• _PROBLEM_: Can you lay out every line of the records below as a numbered list, dropping the blank lines and leaving out the pictures?

• _DATA RECORDS_:
....................
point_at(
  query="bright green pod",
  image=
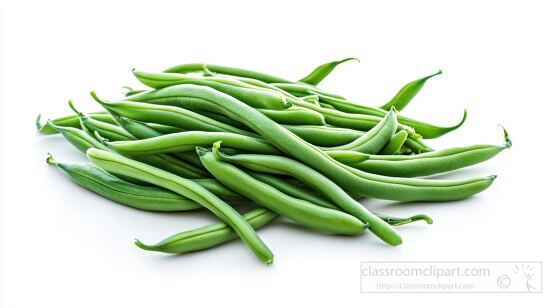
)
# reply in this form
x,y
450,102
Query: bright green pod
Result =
....................
• _ANSWER TO THIS TASK_:
1. point_at(
2.   query="bright green pod",
3.   image=
4. )
5. # reply in this form
6. x,y
7. 450,102
8. Query: bright green pod
9. Result =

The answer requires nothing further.